- _TO BE DONE_: Return each line in the rows below that contains the string "rocky". Letter case matters.

##### SOURCE RECORDS #####

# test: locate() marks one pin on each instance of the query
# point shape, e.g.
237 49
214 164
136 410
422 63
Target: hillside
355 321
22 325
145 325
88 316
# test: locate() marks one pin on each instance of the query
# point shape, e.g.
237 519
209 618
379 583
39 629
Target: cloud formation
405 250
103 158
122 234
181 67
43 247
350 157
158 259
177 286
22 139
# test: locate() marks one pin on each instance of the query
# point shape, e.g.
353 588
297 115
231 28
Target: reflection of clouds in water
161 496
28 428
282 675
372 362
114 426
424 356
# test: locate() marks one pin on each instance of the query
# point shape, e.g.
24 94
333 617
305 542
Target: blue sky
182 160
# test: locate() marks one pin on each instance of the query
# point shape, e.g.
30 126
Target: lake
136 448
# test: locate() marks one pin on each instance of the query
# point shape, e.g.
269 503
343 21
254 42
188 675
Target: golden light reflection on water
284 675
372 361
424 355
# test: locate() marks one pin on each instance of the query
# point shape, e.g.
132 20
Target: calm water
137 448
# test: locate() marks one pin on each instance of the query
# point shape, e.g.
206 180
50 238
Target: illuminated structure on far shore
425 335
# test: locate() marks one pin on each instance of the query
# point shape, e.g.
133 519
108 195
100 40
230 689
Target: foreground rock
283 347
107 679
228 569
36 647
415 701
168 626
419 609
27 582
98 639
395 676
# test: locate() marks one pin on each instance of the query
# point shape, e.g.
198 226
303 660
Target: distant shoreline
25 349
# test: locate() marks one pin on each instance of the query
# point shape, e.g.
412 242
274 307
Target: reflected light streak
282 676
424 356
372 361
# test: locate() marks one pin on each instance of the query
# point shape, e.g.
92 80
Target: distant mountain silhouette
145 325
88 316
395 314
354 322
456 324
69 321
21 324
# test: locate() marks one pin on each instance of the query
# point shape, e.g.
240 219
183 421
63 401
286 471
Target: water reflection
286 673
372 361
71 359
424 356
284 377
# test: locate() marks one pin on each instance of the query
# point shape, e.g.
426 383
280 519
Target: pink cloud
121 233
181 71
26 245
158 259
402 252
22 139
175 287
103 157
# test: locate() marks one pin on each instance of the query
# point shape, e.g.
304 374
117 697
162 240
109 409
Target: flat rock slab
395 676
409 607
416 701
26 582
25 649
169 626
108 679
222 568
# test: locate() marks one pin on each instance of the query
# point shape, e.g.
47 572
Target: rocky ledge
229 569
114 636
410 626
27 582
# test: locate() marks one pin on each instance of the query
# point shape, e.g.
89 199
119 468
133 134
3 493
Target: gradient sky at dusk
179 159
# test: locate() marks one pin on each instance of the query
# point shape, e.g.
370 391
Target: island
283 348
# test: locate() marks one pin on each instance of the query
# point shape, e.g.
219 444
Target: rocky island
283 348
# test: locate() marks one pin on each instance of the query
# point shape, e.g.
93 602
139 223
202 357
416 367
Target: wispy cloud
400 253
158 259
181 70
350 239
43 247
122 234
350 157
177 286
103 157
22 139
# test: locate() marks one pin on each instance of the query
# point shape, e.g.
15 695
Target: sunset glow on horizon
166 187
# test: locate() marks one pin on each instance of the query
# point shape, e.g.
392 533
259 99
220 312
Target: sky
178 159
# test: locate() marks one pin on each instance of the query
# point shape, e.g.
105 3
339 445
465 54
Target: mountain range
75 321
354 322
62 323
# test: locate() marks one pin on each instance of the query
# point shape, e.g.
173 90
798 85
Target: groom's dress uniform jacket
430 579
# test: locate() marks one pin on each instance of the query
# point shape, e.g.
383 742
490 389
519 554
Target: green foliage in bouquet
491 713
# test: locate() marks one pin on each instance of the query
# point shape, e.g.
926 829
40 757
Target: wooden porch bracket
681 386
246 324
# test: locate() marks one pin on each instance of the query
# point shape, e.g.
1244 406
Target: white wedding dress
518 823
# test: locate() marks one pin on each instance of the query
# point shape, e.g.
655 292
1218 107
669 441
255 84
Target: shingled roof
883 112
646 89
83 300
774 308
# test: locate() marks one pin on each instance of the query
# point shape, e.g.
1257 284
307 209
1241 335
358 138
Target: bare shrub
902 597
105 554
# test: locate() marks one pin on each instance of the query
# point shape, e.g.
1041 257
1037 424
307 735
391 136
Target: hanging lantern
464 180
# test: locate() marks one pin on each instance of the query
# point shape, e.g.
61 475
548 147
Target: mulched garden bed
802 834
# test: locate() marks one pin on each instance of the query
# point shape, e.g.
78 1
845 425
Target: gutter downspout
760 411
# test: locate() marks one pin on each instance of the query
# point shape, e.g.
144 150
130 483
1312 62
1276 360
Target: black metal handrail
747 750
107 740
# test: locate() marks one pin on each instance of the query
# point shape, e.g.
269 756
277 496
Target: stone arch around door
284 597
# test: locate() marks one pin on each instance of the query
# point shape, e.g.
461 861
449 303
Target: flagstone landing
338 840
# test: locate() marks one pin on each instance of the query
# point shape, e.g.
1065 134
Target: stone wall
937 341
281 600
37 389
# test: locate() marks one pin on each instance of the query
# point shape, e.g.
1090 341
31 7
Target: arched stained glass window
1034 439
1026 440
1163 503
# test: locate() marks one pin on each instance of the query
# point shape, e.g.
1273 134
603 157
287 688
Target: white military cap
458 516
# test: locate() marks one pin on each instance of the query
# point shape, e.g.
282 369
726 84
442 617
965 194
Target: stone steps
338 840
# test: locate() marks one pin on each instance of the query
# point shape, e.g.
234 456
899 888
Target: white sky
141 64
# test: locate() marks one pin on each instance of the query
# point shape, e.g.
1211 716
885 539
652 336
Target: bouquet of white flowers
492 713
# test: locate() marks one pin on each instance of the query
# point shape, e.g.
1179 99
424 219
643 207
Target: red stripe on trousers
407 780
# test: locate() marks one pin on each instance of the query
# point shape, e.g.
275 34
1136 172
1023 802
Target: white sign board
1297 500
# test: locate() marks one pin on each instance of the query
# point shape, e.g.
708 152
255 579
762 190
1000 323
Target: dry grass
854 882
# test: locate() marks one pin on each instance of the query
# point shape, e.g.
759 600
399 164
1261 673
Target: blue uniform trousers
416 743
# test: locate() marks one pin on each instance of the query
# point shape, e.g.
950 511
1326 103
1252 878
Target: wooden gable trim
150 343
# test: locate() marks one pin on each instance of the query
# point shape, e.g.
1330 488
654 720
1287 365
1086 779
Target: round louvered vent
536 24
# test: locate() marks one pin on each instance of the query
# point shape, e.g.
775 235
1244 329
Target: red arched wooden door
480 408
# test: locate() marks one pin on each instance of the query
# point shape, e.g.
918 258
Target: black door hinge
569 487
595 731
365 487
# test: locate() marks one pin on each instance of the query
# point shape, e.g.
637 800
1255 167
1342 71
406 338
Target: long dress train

#####

- _WORKED ANSWER_:
Target: rocky ledge
Target: rocky island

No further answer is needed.